> _Records for processing_
+ + + + +
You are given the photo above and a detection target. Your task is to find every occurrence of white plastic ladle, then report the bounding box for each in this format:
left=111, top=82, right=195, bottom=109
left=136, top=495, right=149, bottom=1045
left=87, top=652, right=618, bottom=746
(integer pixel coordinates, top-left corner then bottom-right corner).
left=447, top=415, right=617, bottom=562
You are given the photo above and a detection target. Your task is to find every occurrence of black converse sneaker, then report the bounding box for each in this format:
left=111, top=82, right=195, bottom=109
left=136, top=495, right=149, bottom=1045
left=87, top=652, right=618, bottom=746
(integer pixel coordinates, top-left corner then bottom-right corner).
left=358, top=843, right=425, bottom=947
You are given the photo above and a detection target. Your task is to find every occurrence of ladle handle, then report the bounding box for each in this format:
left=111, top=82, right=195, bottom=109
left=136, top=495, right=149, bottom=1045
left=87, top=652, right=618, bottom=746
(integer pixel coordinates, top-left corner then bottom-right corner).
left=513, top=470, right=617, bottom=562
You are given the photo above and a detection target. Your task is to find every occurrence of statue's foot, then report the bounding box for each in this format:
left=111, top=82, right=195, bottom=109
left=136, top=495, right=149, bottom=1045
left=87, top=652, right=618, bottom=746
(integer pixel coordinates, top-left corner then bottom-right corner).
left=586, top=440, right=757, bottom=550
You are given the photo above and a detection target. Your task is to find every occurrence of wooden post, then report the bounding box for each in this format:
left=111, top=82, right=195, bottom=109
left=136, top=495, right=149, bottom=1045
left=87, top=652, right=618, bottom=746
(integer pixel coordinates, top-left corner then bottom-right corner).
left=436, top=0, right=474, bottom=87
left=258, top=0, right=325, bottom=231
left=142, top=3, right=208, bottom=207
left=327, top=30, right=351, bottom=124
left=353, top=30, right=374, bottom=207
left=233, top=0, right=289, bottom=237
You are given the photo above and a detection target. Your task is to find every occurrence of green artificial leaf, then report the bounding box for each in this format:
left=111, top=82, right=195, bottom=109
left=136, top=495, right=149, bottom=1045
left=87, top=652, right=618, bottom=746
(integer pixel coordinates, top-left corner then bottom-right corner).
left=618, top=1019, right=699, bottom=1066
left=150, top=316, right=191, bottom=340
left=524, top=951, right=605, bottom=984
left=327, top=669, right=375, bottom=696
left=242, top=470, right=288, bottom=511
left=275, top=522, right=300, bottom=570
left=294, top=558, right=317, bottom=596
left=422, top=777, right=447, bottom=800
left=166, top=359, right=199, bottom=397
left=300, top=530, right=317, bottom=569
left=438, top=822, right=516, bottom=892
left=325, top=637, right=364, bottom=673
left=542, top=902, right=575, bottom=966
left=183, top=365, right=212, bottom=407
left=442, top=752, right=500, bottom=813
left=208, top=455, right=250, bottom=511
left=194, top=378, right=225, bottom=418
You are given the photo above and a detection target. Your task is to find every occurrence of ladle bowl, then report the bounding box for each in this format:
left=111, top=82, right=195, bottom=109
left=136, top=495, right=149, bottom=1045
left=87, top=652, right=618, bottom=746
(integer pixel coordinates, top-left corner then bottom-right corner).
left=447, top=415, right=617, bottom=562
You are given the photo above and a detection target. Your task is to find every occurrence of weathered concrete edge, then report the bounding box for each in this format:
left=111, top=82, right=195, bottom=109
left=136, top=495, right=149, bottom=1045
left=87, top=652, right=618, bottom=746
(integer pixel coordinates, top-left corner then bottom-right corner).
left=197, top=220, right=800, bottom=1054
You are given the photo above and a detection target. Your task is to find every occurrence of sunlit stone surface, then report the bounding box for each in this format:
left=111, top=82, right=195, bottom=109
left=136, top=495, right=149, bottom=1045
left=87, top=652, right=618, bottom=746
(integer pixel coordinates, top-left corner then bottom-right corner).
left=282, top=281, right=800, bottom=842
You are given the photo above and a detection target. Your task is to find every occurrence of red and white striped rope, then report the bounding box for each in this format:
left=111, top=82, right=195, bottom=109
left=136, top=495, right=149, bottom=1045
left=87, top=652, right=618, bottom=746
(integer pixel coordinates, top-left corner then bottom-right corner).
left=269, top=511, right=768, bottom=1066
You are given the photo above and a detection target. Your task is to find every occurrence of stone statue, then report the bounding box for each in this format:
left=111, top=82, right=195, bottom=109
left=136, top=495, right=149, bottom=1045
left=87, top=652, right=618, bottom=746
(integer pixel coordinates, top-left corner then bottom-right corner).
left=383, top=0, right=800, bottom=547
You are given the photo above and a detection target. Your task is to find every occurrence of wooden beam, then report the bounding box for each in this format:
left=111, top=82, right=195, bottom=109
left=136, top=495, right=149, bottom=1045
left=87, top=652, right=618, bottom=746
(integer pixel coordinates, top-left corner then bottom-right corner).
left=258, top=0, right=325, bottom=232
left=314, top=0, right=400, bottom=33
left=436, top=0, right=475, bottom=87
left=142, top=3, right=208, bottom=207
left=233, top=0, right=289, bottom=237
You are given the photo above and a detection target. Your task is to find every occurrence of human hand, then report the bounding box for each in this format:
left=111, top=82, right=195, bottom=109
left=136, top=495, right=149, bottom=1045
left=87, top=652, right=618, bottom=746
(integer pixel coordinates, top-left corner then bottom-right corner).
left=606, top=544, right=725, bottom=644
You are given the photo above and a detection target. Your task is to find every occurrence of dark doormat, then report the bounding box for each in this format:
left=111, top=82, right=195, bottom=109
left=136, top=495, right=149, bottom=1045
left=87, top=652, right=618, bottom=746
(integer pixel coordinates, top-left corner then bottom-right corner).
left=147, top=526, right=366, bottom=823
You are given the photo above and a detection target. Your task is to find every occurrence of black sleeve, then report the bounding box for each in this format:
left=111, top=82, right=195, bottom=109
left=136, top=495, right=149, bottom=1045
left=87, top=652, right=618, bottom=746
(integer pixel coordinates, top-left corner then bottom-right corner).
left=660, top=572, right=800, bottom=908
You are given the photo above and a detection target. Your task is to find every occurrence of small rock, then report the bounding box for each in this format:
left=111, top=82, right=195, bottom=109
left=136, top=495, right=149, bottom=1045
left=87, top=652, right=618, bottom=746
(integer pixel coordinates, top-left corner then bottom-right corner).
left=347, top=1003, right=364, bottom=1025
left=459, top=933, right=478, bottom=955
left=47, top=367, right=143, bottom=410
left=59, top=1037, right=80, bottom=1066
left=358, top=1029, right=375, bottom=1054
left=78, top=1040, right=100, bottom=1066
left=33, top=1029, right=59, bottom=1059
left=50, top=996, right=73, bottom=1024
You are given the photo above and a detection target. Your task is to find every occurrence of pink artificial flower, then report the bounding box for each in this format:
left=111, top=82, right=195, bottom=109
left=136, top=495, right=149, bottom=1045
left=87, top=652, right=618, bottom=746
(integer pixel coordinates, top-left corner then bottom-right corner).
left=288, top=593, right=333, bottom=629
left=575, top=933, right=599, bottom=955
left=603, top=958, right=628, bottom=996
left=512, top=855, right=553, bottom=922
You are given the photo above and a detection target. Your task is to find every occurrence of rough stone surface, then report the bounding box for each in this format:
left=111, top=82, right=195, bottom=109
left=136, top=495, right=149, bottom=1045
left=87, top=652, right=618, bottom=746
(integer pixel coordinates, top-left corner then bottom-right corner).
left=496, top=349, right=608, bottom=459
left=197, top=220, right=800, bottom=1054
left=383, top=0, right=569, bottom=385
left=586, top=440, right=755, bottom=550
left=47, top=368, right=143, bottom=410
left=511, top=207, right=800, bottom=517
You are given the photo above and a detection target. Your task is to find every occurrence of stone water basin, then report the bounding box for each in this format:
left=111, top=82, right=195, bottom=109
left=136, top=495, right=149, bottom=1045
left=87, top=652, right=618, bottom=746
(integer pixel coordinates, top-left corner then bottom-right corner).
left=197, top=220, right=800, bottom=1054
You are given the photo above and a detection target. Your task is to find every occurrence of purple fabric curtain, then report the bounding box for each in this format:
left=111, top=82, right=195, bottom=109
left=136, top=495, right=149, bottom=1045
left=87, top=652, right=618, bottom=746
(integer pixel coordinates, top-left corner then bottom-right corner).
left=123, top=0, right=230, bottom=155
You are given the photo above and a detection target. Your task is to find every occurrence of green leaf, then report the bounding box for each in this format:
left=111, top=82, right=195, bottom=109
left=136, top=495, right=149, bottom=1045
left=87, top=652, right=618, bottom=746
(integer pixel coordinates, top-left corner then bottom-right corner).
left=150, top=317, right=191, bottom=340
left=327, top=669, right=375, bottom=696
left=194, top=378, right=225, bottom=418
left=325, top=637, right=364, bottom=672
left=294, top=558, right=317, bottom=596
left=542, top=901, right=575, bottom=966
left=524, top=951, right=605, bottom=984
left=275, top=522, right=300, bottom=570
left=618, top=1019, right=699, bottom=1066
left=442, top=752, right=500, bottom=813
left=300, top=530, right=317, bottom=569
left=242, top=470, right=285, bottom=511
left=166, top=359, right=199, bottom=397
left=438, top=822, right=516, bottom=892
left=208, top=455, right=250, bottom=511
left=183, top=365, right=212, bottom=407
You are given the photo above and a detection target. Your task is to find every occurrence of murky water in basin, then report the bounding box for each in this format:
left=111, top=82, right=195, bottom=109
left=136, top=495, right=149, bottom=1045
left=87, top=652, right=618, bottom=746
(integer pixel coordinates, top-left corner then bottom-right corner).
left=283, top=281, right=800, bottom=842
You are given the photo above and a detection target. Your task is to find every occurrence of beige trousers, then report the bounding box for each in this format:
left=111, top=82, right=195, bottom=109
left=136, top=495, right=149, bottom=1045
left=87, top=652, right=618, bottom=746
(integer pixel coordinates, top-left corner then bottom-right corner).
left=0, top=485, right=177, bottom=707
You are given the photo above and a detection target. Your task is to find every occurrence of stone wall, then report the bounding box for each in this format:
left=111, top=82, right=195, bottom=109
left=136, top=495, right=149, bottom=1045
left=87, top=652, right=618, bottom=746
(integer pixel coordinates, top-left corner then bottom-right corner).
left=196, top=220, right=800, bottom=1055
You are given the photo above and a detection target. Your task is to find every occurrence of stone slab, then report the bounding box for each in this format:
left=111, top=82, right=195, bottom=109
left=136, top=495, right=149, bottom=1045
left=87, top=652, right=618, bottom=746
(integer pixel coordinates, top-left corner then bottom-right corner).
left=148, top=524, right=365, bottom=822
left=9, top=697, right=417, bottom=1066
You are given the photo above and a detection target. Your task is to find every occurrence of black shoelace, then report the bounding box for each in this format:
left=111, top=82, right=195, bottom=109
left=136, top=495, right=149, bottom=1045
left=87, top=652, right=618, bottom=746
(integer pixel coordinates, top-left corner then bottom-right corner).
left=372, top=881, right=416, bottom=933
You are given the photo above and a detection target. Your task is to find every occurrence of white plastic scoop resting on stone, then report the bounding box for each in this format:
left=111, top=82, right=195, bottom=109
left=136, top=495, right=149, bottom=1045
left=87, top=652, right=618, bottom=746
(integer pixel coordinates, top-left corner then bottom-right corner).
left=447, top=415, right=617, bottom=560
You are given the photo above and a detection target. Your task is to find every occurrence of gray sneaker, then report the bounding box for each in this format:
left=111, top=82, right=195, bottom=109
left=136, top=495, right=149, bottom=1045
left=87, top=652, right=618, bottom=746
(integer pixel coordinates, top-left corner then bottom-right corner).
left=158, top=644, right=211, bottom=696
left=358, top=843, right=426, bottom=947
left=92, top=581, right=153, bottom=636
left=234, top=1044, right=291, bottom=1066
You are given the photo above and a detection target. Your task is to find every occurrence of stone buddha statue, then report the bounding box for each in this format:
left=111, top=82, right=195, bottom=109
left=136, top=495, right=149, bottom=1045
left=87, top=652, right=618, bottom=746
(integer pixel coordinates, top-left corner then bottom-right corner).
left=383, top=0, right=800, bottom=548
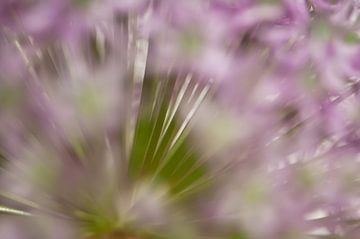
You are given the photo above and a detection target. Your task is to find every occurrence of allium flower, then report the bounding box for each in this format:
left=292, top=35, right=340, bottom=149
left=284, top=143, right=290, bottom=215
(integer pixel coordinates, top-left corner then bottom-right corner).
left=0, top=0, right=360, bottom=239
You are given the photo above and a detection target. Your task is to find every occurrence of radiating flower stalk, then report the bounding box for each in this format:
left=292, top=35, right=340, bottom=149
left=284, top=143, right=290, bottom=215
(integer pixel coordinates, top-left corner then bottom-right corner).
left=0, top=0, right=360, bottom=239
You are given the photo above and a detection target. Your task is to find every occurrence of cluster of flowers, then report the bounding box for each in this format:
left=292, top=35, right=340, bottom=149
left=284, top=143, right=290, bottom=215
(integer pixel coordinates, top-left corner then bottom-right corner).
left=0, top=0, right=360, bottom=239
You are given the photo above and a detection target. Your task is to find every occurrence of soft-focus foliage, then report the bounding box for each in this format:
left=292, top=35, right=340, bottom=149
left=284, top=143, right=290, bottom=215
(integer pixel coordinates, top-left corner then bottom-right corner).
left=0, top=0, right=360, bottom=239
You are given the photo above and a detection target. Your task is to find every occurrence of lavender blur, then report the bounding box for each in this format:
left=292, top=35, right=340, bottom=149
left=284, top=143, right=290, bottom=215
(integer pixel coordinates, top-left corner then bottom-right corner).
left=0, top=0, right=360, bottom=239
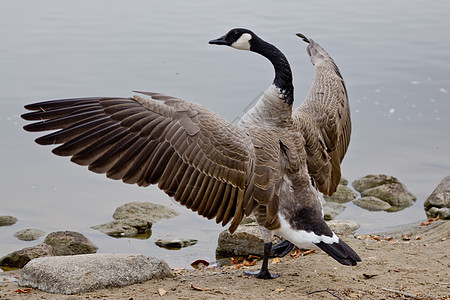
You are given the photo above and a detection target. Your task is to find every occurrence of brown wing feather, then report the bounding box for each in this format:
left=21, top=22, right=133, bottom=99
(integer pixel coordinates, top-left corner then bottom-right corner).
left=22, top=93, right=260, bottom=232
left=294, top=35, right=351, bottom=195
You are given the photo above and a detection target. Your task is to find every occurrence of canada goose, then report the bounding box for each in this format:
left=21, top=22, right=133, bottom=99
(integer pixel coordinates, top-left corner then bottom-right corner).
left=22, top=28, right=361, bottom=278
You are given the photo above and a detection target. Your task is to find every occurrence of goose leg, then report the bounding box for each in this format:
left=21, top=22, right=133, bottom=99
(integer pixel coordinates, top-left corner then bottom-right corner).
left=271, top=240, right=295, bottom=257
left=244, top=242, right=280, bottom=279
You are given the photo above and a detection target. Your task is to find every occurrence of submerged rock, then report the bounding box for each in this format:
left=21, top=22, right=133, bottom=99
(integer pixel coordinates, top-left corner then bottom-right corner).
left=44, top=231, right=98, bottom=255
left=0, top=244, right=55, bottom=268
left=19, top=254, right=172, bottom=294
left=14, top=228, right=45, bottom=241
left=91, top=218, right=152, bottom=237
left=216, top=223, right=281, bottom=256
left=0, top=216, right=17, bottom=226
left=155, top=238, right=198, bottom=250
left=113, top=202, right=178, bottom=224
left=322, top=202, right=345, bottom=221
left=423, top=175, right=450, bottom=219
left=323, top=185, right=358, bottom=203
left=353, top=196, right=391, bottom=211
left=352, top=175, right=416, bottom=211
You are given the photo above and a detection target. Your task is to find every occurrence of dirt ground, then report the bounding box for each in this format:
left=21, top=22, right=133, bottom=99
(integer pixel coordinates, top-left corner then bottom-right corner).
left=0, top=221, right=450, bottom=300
+ + + + +
In the records above, take the stretch that starts with the line containing "occurrence of murky" and ends with the line containing "left=9, top=697, right=417, bottom=1066", both of those lines included. Return it as a JSON list of strings, one string per line, with blank lines left out.

> _Task output_
[
  "You are given the photo above and a detection target. Your task is to find every occurrence of murky water in basin, then report the bounding box for each in this format:",
  "left=111, top=82, right=195, bottom=109",
  "left=136, top=495, right=149, bottom=1045",
  "left=87, top=652, right=618, bottom=746",
  "(integer pixel coordinates, top-left corner then bottom-right corner).",
  "left=283, top=281, right=800, bottom=842",
  "You are given the photo above and a detection target. Your task is to find every occurrence of beige trousers, then report the bounding box for each in this format:",
  "left=111, top=82, right=195, bottom=109",
  "left=136, top=495, right=149, bottom=1045",
  "left=87, top=652, right=618, bottom=746",
  "(integer pixel coordinates, top-left corner then bottom-right corner).",
  "left=0, top=485, right=177, bottom=707",
  "You are given the photo above and a detection target. Your task is to find every occurrence of stone wall, then report the bounding box for each in this format:",
  "left=111, top=82, right=195, bottom=109",
  "left=136, top=495, right=149, bottom=1045",
  "left=87, top=652, right=618, bottom=746",
  "(integer pixel coordinates, top-left corner then bottom-right corner).",
  "left=196, top=220, right=800, bottom=1055",
  "You are given the photo above and a detection target. Your task is to find every occurrence of stone slab, then report the bounding box for each in this format:",
  "left=111, top=82, right=195, bottom=109",
  "left=136, top=495, right=149, bottom=1045",
  "left=87, top=652, right=618, bottom=746",
  "(integer pixel coordinates, top-left corner then bottom-right corner).",
  "left=148, top=524, right=365, bottom=822",
  "left=9, top=697, right=417, bottom=1066"
]